To-do item
Locate each line in the items below that contains the word "path", and copy every such line.

[Dataset entries]
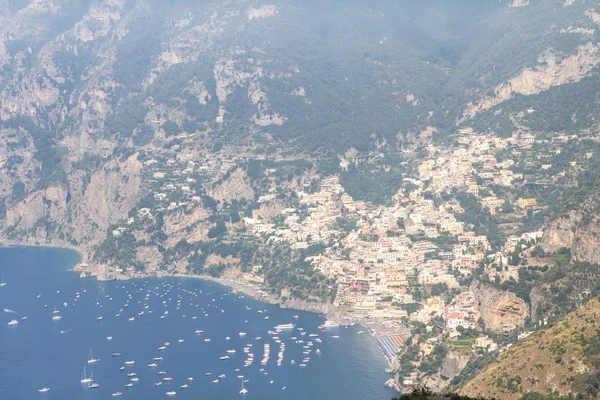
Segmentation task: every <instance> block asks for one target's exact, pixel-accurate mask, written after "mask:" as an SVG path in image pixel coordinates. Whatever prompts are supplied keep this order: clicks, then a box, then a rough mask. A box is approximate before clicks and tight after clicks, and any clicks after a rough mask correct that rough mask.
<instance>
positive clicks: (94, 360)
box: [88, 348, 99, 364]
mask: <svg viewBox="0 0 600 400" xmlns="http://www.w3.org/2000/svg"><path fill="white" fill-rule="evenodd" d="M98 361H99V360H98V359H97V358H94V357H93V356H92V349H91V348H90V356H89V357H88V364H93V363H95V362H98Z"/></svg>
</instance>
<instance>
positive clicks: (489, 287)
mask: <svg viewBox="0 0 600 400" xmlns="http://www.w3.org/2000/svg"><path fill="white" fill-rule="evenodd" d="M470 290H471V291H472V292H473V294H474V295H475V299H476V302H477V307H478V309H479V312H480V313H481V319H482V320H483V324H484V325H485V328H486V329H490V330H494V331H502V330H513V329H514V328H515V327H518V326H522V325H523V324H524V323H525V318H527V317H528V316H529V305H527V303H525V301H524V300H523V299H521V298H519V297H517V295H515V294H514V293H511V292H506V291H501V290H498V289H495V288H493V287H491V286H487V285H484V284H482V283H481V282H478V281H477V280H474V281H473V283H472V284H471V288H470Z"/></svg>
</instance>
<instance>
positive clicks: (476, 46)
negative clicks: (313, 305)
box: [0, 0, 600, 281]
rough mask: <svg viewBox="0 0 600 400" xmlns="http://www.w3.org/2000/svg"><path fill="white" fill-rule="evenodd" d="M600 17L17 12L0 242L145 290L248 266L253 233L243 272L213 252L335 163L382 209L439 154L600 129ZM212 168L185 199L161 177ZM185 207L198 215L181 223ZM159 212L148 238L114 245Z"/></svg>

Response to the exercise
Segmentation task: every <instance> block asks for one target's exact, pixel-accurate mask, written after "mask:" as an SVG path in image pixel coordinates. Whatever prompts are supplied keep this order: clicks, then a box, then a rough mask. A box is approximate before clicks and tight after clicks, and any clicks after a rough mask correct that rough mask.
mask: <svg viewBox="0 0 600 400" xmlns="http://www.w3.org/2000/svg"><path fill="white" fill-rule="evenodd" d="M98 361H99V360H98V359H97V358H94V357H93V356H92V349H91V348H90V356H89V357H88V364H93V363H95V362H98Z"/></svg>
mask: <svg viewBox="0 0 600 400" xmlns="http://www.w3.org/2000/svg"><path fill="white" fill-rule="evenodd" d="M470 290H471V291H472V292H473V294H474V295H475V299H476V302H477V307H478V309H479V312H480V313H481V319H482V320H483V324H484V325H485V328H486V329H490V330H494V331H502V330H513V329H514V328H515V327H518V326H522V325H523V324H524V323H525V318H527V317H528V316H529V305H527V303H525V301H524V300H523V299H521V298H519V297H517V295H515V294H514V293H511V292H506V291H501V290H498V289H495V288H493V287H491V286H487V285H484V284H482V283H481V282H478V281H477V280H474V281H473V283H472V284H471V288H470Z"/></svg>
rough mask: <svg viewBox="0 0 600 400" xmlns="http://www.w3.org/2000/svg"><path fill="white" fill-rule="evenodd" d="M600 17L17 12L0 242L145 290L248 266L253 233L243 272L213 252L335 163L382 209L439 154L600 129ZM212 168L185 199L161 177ZM185 207L198 215L181 223ZM159 212L148 238L114 245Z"/></svg>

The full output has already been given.